* Source document:
-- -- --

3. Jim Carlen’s handoff to Bobby Bowden in 1970 

Jim Carlen’s three years of program building and developing good football players resulted in West Virginia’s outstanding 10-1 record and a 14-3 victory over ACC champion South Carolina in the 1969 Peach Bowl. 

Carlen was a CEO-type of coach who let his assistants handle their areas while he concentrated on such big-picture things as getting a full-time football trainer and an ice machine in the training room, demanding that the females be allowed to remove their gloves during games so the players could better hear their applause, and imploring West Virginia University to take a more aggressive approach to enrolling Black students so he could quit losing good Black football recruits to Penn State, Syracuse, Maryland and Pitt. On the field, he let Bobby Bowden run his offense and he let Richard Bell handle the defense.

“The one thing I could out-do anyone else was hire good coaches,” Carlen once recalled in 2009. “If you look at the staff that went with me, I brought in good people, and they did 99% of the work and I take credit for about 1%. They recruited, and they coached well.”

In the meantime, Carlen took care of team discipline and selling Mountaineer football to anyone who would listen. He was the first WVU football coach who really concentrated on branding the program, decades before that was even a thing.

He talked to any civic group that would have him and he created a football television show that was produced in Wheeling and distributed to different stations throughout the state. Carlen’s idea for it came about while watching the Bear Bryant Show as a youngster growing up in Cookeville, Tennessee.

“I knew it was a terrible drive to Wheeling, so I got some of my student managers and I put them in state cars (to deliver the game film to be edited),” Carlen said. “We went to four different stations. I think Bluefield was one. Charleston was one; Wheeling, of course, and the other was Parkersburg. We never had one on the other side of the state toward (Washington) D.C., and we should have and that was a mistake on my part.”

When Carlen left for Texas Tech following the Peach Bowl victory, he handed Bowden a football team that was ranked in the preseason polls for the first time since the mid-1950s.

However, Bowden fumbled the exchange when his team suffered an early season home loss to Duke, blew a 35-8 halftime lead at Pitt and fell 36-35, and endured a blown out defeat at Penn State. Mountaineer fans hoping for another 10-win season and a major bowl appearance took out their ire on Bowden, whom they believed was a significant downgrade from Carlen.

-- -- --

* Requests:
1. Return a span of the passage about Jim Carlen's handoff to Bobby Bowden word for word, beginning at the words "In the meantime, Carlen" and stopping after "in Cookeville, Tennessee.".
2. Resume the passage about Jim Carlen's handoff to Bobby Bowden, continuing on from its last sentence.
These rows come from a separate source.

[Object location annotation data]
-- -- --

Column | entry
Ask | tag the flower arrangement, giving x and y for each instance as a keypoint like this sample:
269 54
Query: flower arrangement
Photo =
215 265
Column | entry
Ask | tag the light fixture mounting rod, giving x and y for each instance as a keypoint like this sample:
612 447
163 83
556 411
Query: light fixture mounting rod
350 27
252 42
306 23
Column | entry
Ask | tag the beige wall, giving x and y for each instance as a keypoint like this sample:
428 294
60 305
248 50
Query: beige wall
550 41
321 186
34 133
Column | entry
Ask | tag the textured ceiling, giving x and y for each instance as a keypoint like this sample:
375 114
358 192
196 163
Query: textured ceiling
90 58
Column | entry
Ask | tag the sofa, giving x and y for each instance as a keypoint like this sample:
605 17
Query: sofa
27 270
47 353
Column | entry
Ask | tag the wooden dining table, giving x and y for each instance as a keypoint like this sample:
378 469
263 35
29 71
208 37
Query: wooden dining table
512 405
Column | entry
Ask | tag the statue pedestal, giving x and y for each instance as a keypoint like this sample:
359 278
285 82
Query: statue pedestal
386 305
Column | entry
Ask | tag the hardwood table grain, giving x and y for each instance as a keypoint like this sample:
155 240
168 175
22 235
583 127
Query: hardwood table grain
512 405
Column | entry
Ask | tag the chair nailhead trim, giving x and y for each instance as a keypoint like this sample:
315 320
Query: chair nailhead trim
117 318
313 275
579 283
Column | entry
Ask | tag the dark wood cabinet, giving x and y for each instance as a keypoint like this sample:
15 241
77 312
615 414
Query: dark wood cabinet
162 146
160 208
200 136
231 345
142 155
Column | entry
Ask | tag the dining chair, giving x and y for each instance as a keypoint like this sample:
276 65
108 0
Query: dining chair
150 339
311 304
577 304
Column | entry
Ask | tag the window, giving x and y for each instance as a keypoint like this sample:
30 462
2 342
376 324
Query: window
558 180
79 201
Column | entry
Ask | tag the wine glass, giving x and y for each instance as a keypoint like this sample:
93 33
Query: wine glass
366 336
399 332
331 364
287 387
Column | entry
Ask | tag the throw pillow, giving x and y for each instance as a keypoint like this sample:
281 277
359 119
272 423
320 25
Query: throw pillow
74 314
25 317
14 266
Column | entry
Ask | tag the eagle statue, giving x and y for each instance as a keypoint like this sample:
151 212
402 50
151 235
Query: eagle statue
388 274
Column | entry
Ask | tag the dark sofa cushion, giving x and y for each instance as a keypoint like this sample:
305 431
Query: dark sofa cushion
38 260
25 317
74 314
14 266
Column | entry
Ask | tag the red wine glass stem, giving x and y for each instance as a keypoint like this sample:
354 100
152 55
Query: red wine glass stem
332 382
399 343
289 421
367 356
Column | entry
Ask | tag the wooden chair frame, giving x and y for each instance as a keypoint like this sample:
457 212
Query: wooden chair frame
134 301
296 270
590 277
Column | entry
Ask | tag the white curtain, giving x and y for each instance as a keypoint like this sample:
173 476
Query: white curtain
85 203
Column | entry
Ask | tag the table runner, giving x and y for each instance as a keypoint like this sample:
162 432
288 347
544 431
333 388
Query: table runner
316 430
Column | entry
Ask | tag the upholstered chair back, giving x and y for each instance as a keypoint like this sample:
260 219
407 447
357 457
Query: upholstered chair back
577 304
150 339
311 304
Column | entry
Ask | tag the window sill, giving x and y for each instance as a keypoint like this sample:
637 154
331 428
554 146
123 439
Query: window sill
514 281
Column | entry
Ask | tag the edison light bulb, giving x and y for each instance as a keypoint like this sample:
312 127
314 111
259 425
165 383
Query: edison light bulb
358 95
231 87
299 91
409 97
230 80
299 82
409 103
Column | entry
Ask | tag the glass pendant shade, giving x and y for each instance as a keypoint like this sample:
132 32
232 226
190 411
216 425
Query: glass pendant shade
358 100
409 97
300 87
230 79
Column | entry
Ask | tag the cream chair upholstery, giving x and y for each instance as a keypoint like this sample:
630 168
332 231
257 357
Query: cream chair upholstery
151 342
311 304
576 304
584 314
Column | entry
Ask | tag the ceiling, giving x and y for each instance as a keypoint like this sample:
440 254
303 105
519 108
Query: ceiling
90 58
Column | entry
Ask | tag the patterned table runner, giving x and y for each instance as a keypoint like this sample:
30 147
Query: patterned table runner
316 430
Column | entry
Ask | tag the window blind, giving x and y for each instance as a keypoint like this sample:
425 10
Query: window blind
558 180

-- -- --

* Results for each task:
1.
In the meantime, Carlen took care of team discipline and selling Mountaineer football to anyone who would listen. He was the first WVU football coach who really concentrated on branding the program, decades before that was even a thing.

He talked to any civic group that would have him and he created a football television show that was produced in Wheeling and distributed to different stations throughout the state. Carlen’s idea for it came about while watching the Bear Bryant Show as a youngster growing up in Cookeville, Tennessee.

2.
It didn’t help matters when some of Carlen’s comments to a Houston reporter bragging about all of the great football players he had left Bowden - a non-inclusive list which included Jim Braxton, Dale Farley, Bob Gresham, Eddie Williams, Leon Jenkins and freshman Kerry Marbury - made their way back to the Mountain State.

Although Bobby recovered and eventually experienced successful campaigns in 1971, 1972 and 1975, many stubborn Mountaineer fans never forgave him for the mistakes he made during his first season in 1970.

2. Frank Cignetti’s handoff to Don Nehlen in 1980

When Don Nehlen was hired to replace Frank Cignetti following the 1979 season, he made it a point to tell anybody who would listen how bad things were when he took over, adroitly in hindsight, because it gave him an insurance policy in case things went south for him. The Mountaineer team he was inheriting was coming off four straight losing seasons playing in a dilapidated football stadium that had as many rats inside its walls as it did fans sitting outside on the bleachers.

Someone gave Nehlen a copy of a college football magazine article that had listed West Virginia among the worst football programs in the country and he cited that article frequently during the months leading up to his first game in 1980.

“When I told Bo (Schembechler) I was going to take the West Virginia job he said, ‘Don, you’re crazy.’ He looked at our schedule and he saw Oklahoma on there. He saw Penn State and he saw Pitt,” Nehlen once recalled. “He said, ‘Don, you’ve got about four, five or six losses on here right away. Every coach that’s ever coached there either won and left or lost and got fired. I just think this is a big mistake.

“You’re making good money, and we go to the Rose Bowl every other year. In two or three years, I’ll get you a good job,’” he said.

But Nehlen saw the potential in West Virginia that Schembechler didn’t see living in Michigan.

“I said, ‘Coach, I don’t think it’s that lousy.’ I took a map out and I drew a circle around Morgantown, West Virginia, showed it to him and I said, ‘Bo, there are a ton of good football players within 300 miles of Morgantown. I’ve got a feeling I can get me at least 15 of those guys every year,’” Nehlen recalled.

What Nehlen failed to mention was that Frank Cignetti had also left the cupboard pretty well-stocked with good, young football players.

Just because Cignetti didn’t win football games with them didn’t mean these guys couldn’t; they just needed to be shown how to win. That’s where Nehlen’s Michigan can-do attitude and self-confidence came into play. What he did was change the team’s culture, another term more commonly used today.

The first team meeting Nehlen assembled in Towers, he sized up the room, saw one of the players with his feet propped up on a desk and walked right over and kicked them off. Some of the guys sitting in the room that afternoon watching this included Darryl Talley, Oliver Luck, Walter Easley, Fulton Walker, Robert Alexander, Delbert Fowler, Dennis Fowlkes, Calvin Turner, Andre Gist and Mark Raugh. Even the most casual Mountaineer football fan today can recognize many of those names.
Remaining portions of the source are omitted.